THE EXERCISE: Gather every line of the material below that contains the word "boat", matching case exactly.

* Begin *

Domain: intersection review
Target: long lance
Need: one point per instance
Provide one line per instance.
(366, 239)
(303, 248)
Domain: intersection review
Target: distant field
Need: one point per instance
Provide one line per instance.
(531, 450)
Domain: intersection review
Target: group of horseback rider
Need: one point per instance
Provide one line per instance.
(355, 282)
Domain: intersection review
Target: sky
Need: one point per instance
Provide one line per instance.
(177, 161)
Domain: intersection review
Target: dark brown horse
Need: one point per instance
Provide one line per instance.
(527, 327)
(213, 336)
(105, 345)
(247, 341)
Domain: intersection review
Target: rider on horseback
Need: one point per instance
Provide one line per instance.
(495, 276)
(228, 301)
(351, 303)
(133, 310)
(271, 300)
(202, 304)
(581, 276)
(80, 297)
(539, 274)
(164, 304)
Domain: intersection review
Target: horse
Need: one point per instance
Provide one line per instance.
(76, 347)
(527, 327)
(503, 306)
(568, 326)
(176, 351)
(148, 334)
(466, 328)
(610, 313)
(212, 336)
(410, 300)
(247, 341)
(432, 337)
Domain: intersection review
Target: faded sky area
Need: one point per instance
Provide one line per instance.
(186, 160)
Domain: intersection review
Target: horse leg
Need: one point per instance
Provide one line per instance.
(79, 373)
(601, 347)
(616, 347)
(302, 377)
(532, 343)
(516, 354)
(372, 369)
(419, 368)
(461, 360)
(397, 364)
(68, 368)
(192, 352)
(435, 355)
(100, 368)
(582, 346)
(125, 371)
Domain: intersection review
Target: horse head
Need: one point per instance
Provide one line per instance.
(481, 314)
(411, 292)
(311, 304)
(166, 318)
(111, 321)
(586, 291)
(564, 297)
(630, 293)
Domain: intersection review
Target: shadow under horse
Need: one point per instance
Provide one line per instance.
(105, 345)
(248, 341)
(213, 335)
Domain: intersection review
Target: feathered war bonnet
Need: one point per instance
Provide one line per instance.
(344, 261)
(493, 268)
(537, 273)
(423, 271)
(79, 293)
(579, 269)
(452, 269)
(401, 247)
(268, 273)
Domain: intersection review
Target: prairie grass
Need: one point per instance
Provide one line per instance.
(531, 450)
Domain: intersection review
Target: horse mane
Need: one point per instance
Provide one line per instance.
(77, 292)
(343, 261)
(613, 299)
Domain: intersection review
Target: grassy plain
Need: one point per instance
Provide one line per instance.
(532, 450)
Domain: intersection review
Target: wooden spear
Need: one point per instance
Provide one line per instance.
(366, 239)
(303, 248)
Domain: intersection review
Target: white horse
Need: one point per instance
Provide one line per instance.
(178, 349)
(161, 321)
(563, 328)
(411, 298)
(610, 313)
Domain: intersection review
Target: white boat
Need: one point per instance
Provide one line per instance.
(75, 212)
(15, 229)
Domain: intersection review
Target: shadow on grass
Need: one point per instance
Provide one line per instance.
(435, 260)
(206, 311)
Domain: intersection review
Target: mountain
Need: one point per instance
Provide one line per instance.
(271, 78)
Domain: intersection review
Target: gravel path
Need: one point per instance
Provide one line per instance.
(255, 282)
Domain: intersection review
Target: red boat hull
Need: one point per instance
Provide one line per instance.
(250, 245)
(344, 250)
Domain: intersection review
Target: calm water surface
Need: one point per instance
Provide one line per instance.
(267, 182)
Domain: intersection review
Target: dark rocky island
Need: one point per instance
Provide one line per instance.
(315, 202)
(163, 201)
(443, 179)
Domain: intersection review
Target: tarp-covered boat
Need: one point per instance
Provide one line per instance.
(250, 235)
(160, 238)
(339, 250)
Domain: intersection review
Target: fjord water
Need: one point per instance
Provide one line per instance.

* End *

TASK RESPONSE:
Target: white boat
Target: red boat hull
Target: tarp-covered boat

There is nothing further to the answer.